====== Document text

July 20, 2006 By: bio Category: General

Yes, netizens, I, the humble webmaster, am still alive and kicking.

Well… alive, anyway.

Life has been busy, work has been sucking much buttock, and I’ve had a house full of company. But all is good in the land of WWBD now, for I have discovered the secret to never ending happiness…

Lottery tickets!

Yes, I will indeed win the big prize, and then I shall use my new found wealth to dominate the world with an iron fist.

Of course, if that doesn’t work out, I’ll just keep doing what I have been.

Other useless stuff: I found a spiffy new website, Logopond. It’s a place where you can upload a logo that you’ve created and have it reviewed by “peers”. Of course, “peers” is a very subjective word. In reality, it’s reviewed by any smacktard with an internet connection. You can find my portfolio here.

The best-laid plans of mice and men often go awry

June 29, 2006 By: bio Category: General

I had intended on writing something rather witty and perhaps extremely offensive today.

Instead, I woke up with the back from hell.

I’m feeling surly, but not so much that I feel the driving need to roast religion, politics, the NRA, or even stupid people.

Perhaps tomorrow.

I need to update more often.

June 27, 2006 By: bio Category: Stupid Shit

I’ve decided that I’m going to start a new category on the old website: Stupid Shit.

============

*Tasks:*
- A) Decide whether each statement agrees with the blog entries. Answer yes or no for each, and quote the words that decide it. (i) The writer found a website called Logopond. (ii) The writer woke up on June 29 feeling well rested. (iii) The writer has had a house full of company.
- B) In the June 29 blog entry, the writer names several targets that he says he doesn't feel driven to roast. List every one of them.
- C) Write a continuation of the blog entries, starting after their last sentence.
The material has no connection to the blog entries.

====== Source data

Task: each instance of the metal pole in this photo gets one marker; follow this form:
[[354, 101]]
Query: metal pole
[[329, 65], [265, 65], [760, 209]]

============

*Responses to the exercise:*
- A)
(i) Yes: "I found a spiffy new website, Logopond."
(ii) No: "Instead, I woke up with the back from hell."
(iii) Yes: "I’ve had a house full of company."

- B) religion, politics, the NRA, stupid people

- C)
It will be filled with things that I hate, things that piss me off, etc.

It’s gonna be chock full of stuff (because I’m finding that the whole damn world pisses me off).

I already have the first 6 posts in my head. Yes, they will offend some, no I don’t care. Oh… and a preemptive strike for you. If you find offence at something I say and feel the need to post a comment to flame me… you will be mocked, viciously.

So… buckle up, buttercup, and prepare for the ride.

Why I hate cellphones

June 26, 2006 By: bio Category: General

Cellphones have their place. They’re incredibly handy if your car breaks down, you’re at the store and need to find out if you need to pick up milk, etc. There are however, times when a cell phone should never EVER be used.

For example, I just got off a business call to someone who’s working off-site. He’s in a warehouse setting some equipment up. In the middle of the call he said “I hate this place… there’s nothing in here… they don’t even have toilet paper!”.

Then, I heard a toilet flush.

BEJESUS!! HE CALLED ME…. WHILE TAKING A CRAP!

*shudder*

I feel unclean now. If anyone needs me, I’ll be sitting in the shower, rocking softly and sobbing.

I hate everyone and everything

June 20, 2006 By: bio Category: General

There are times when it’s blindingly clear that the world is populated by mouth-breathers.

Today is one of those days.

I attempted to make a purchase on my lunch break, the Black & Decker Auto Wrench. I need two of them (one for my father-in-law as a late father’s day gift and one for myself, because they’re just sooooo damn cool). Of course… I couldn’t find one.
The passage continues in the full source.